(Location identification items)
....................

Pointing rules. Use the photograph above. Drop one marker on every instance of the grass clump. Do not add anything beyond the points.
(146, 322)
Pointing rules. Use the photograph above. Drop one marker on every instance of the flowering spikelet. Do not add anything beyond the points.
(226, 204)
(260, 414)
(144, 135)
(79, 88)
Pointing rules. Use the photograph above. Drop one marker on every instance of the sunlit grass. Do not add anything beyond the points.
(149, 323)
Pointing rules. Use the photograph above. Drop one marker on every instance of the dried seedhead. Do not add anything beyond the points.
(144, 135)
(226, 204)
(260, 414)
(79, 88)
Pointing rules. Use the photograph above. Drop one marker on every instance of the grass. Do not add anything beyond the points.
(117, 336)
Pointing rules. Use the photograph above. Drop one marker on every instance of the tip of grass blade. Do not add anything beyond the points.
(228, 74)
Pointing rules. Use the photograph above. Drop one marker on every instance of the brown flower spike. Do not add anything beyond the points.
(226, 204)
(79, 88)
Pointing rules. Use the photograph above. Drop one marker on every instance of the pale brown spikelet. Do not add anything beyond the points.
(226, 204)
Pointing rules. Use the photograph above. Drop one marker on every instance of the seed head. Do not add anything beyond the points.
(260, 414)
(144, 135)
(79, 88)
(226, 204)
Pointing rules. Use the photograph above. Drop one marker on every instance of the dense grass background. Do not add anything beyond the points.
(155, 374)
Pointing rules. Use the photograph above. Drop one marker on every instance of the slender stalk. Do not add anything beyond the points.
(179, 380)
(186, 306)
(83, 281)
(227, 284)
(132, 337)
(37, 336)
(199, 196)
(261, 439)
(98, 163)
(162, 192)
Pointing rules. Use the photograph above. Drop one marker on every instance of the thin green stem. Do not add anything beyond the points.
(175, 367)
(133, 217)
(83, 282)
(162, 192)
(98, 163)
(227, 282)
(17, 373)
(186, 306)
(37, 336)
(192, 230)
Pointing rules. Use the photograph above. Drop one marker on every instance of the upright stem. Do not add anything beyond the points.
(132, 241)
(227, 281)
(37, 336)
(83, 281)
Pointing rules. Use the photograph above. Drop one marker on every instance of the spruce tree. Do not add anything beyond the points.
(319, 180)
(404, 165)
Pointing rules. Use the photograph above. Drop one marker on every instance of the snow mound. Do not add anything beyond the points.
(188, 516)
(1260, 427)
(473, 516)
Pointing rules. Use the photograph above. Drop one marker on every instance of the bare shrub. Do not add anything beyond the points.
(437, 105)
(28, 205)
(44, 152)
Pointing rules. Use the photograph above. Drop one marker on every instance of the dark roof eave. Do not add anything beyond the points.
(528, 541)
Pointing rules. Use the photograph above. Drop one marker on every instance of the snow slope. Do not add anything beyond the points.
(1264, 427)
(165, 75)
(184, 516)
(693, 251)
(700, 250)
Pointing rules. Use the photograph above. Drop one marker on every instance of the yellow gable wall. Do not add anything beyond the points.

....................

EXERCISE REQUIREMENTS: Replace every "Drop one marker" with "Place a single marker" throughout the lines above, and keep everything else the same.

SOLVED EXERCISE:
Pointing rules. Use the photograph above. Place a single marker on every instance of the grass clump. Do not add anything beyond the points.
(146, 322)
Pointing rules. Use the photograph above. Place a single marker on every instance of the flowering spikelet. Do not add anything beyond the points.
(226, 204)
(260, 414)
(144, 135)
(79, 88)
Pointing rules. Use the photograph above. Place a single marker on every instance of the sunlit grass. Do not add anything beyond the points.
(149, 323)
Pointing rules. Use the photograph above. Place a single marker on every instance of the dried seedhead. Do not add anything beyond the points.
(144, 135)
(226, 204)
(260, 414)
(79, 88)
Pointing rules. Use the photograph above. Place a single marker on every instance of the grass. Do not add anything beyond the points.
(117, 336)
Pointing rules. Use the photograph above. Place a single marker on every instance of the tip of grass blade. Do not add anything beyond the points.
(228, 74)
Pointing rules. Use the photograph above. Place a single marker on every instance of the brown flower spike. Do not add anything beyond the points.
(226, 204)
(79, 88)
Pointing rules. Use the photograph above. Place a single marker on every instance of the pale brown spikelet. Do not add anything beyond the points.
(226, 204)
Pointing rules. Use the photograph above. Place a single marker on every instance of the seed head. Do not add anything beyond the points.
(260, 414)
(144, 135)
(79, 88)
(226, 204)
Pointing rules. Use the photograph above. Place a single marker on every instance of the dense grass background. Do not add anything beyond the points.
(155, 374)
Pointing rules. Use the photograph above. Place a single marker on every instance of the slender stalk. Do not add anything beyond the points.
(179, 380)
(186, 306)
(83, 281)
(227, 284)
(132, 337)
(37, 336)
(199, 196)
(261, 439)
(98, 163)
(162, 192)
Pointing rules. Use the photograph above. Place a single marker on every instance of the thin green stem. Do not add anything beyond the points.
(175, 367)
(133, 217)
(83, 282)
(162, 192)
(98, 163)
(227, 282)
(17, 373)
(186, 306)
(37, 336)
(192, 230)
Pointing rules. Use the photograph above. Place a single marker on every instance of the upright stem. Do not add anything beyond the points.
(132, 241)
(227, 281)
(37, 336)
(83, 281)
Pointing rules. Use the photograph above. Place a single marker on every instance of the spruce tree. Do not add anything beyond the points.
(319, 180)
(404, 165)
Pointing rules. Use the photograph above. Place a single marker on every instance of the snow mound. Do not add anything beyond the points.
(188, 516)
(1260, 427)
(473, 516)
Pointing rules. Use the photograph above. Place a single marker on every instance of the bare shrub. Do not add anything beyond the points.
(437, 105)
(28, 205)
(44, 152)
Pointing rules. Use the photograph above. Place a single marker on every instance of the dark roof eave. Do not add anything beyond the points.
(528, 541)
Pointing rules. Use the photograph above. Place a single marker on every instance of the snow slope. Do not add anything beyond the points.
(1264, 427)
(165, 75)
(184, 516)
(693, 251)
(700, 250)
Pointing rules. Use the photograph above. Place a single marker on every instance of the yellow gable wall. Do not add anything beyond the points.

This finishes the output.